Task statement: Please reproduce the stretch of data from the line containing "green leaf, one point per instance." through the line containing "[[65, 71], [74, 113], [63, 114], [73, 72]]", swapping "Point out" for "Mark" and changing nothing else. Omit the pictures from your answer.

Data excerpts:
▽

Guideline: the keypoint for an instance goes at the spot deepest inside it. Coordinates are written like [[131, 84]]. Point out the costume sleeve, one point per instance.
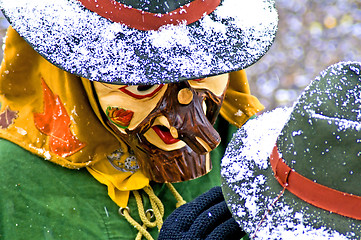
[[239, 105]]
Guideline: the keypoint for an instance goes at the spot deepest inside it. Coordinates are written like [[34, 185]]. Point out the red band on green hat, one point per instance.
[[318, 195], [142, 20]]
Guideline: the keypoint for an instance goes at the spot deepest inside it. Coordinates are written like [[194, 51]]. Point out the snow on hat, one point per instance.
[[146, 41], [294, 173]]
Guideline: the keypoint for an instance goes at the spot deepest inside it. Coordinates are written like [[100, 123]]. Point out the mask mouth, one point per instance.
[[160, 135]]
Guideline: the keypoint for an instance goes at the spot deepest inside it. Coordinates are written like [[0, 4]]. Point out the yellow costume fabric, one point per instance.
[[54, 114]]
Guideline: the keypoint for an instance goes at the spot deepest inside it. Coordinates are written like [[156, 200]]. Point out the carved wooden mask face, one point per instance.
[[169, 127]]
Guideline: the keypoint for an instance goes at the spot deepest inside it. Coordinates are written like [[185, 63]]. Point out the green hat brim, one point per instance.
[[251, 188], [234, 36]]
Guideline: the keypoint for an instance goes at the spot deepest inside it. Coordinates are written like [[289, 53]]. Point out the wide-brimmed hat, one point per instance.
[[295, 173], [146, 42]]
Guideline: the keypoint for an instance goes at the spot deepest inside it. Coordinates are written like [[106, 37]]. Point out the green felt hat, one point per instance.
[[295, 173], [146, 41]]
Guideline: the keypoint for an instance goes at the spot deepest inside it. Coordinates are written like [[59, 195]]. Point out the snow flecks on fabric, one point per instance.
[[245, 180], [241, 146], [83, 43]]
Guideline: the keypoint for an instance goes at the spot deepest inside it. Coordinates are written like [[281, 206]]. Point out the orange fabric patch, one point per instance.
[[55, 122]]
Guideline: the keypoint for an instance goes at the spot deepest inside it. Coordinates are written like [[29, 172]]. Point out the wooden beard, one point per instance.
[[172, 143]]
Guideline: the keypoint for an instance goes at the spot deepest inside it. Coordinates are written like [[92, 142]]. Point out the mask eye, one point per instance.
[[141, 91]]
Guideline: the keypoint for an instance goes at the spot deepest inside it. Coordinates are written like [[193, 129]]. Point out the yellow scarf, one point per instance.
[[54, 115]]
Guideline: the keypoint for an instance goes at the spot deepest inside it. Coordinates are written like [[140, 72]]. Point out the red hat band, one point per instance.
[[143, 20], [318, 195]]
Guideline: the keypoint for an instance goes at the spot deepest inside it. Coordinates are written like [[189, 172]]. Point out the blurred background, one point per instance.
[[312, 35]]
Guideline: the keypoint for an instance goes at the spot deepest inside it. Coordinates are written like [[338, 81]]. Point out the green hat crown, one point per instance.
[[322, 139]]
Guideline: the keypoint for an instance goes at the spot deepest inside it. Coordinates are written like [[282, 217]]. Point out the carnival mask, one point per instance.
[[168, 127]]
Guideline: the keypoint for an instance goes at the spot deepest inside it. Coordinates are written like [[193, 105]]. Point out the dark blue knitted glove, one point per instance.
[[206, 217]]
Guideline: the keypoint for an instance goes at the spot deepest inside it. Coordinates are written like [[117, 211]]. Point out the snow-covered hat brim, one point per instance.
[[80, 41], [251, 189]]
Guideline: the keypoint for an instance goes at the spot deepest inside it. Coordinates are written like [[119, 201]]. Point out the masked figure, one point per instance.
[[125, 93]]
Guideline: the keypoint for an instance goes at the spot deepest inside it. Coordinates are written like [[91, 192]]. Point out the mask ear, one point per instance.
[[239, 105]]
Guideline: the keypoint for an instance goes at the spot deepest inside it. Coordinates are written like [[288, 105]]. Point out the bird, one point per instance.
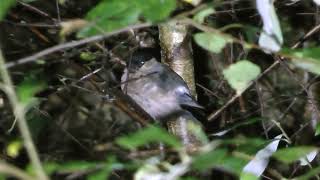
[[155, 87]]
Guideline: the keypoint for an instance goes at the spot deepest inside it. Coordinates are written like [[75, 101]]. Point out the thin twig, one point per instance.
[[18, 110], [72, 44], [11, 170], [215, 114]]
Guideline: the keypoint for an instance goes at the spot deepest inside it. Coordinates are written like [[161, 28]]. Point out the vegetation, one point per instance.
[[63, 116]]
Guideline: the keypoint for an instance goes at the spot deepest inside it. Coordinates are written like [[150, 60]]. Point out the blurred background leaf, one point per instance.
[[147, 135]]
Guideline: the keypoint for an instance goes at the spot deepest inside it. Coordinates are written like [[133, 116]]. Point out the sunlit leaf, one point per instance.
[[4, 7], [306, 58], [289, 155], [147, 135], [109, 15], [200, 16], [240, 74], [211, 41], [193, 2], [218, 158]]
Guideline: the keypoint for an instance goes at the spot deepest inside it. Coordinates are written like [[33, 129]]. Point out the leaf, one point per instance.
[[104, 173], [248, 176], [208, 160], [310, 174], [240, 124], [271, 38], [306, 58], [147, 135], [200, 16], [14, 148], [317, 2], [4, 7], [211, 41], [289, 155], [259, 163], [240, 74], [110, 15], [317, 129], [28, 88], [304, 161]]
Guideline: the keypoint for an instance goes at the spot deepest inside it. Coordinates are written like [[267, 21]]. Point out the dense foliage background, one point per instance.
[[256, 68]]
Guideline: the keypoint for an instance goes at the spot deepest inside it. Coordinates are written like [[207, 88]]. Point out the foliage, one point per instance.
[[81, 127], [123, 13], [4, 7], [240, 74]]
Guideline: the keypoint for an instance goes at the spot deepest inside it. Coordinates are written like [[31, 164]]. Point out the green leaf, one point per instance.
[[218, 158], [240, 74], [28, 88], [248, 176], [4, 7], [13, 149], [310, 174], [200, 16], [289, 155], [147, 135], [212, 41], [109, 15], [104, 173], [155, 10], [306, 58]]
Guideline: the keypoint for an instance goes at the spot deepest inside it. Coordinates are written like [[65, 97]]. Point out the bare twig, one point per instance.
[[215, 114], [11, 170], [72, 44], [18, 110]]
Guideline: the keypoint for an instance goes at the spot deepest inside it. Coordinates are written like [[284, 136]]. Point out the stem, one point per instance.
[[18, 110], [13, 171]]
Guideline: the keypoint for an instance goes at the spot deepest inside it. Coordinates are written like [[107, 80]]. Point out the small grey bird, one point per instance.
[[155, 87]]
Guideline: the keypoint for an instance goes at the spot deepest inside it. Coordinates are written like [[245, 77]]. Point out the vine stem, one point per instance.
[[18, 110]]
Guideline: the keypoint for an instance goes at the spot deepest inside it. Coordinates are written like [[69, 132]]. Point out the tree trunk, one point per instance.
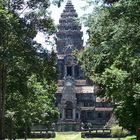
[[138, 133], [2, 100]]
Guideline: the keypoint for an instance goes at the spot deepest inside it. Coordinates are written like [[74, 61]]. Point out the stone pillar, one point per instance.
[[65, 71], [74, 113], [63, 114], [73, 72]]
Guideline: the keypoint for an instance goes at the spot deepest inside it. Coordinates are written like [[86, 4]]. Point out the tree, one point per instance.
[[19, 53], [113, 59]]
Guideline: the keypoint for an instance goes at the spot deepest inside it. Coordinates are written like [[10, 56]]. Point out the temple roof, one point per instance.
[[83, 89]]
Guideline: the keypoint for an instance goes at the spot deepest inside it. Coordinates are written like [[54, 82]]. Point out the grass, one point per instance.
[[74, 136]]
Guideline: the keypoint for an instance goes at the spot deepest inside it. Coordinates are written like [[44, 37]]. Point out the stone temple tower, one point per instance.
[[75, 96]]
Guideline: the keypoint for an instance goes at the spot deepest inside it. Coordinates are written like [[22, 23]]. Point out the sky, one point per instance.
[[55, 14]]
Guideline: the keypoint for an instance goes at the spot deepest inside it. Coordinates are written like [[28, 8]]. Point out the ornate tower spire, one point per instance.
[[69, 33]]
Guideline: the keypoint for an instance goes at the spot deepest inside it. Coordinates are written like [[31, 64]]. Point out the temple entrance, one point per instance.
[[69, 114], [69, 110]]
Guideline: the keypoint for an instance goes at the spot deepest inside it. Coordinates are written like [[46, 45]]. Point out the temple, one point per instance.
[[76, 97]]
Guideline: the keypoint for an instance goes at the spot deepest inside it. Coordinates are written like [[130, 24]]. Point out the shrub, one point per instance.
[[117, 131], [130, 138]]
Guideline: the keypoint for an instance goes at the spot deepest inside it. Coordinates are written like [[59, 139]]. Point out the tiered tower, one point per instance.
[[69, 36], [75, 97]]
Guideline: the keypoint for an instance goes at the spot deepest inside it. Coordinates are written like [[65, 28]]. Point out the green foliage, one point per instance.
[[130, 138], [27, 71], [113, 59]]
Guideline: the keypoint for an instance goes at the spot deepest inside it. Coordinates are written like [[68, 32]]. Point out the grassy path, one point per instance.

△

In response:
Guideline: the keypoint for an instance goes at the spot deepest inside it. Coordinates are written like [[31, 164]]. Mark the green leaf, one point per instance.
[[218, 158], [240, 74], [28, 88], [248, 176], [4, 7], [13, 149], [310, 174], [200, 16], [289, 155], [147, 135], [212, 41], [109, 15], [104, 173], [155, 10], [306, 58]]
Guideline: the keypoint for an instance goes at the spot deepest inside it. Coordinates are written like [[65, 97]]. Mark the bare twig, one point per instance.
[[215, 114], [11, 170], [72, 44], [18, 110]]
Guideline: the keypoint for an instance goes at the spot deepest inside it. Coordinates are written like [[284, 136]]. Mark the stem, one point per instance.
[[18, 110], [13, 171]]
Guideline: the keypoint for an instance goes at the spot deepest inside it. Coordinates are written like [[107, 80]]. Mark the small grey bird, one point per instance.
[[155, 87]]
Guideline: the keypoint for an instance goes at the spot deepest inside it. Coordinates are written like [[245, 77]]. Mark the vine stem, one point per instance.
[[18, 110]]
Guideline: the keypoint for an instance goes at the spot deepest inside it. Coordinates are written like [[69, 132]]. Mark the tree trunk, one point per instance.
[[138, 133], [2, 100]]
Guideline: the keypoint for an instance goes at the spot deepest inside it. Coordinates are written like [[74, 61]]. Mark the stone pillar, one point per instance.
[[65, 71], [74, 113], [63, 114], [73, 72]]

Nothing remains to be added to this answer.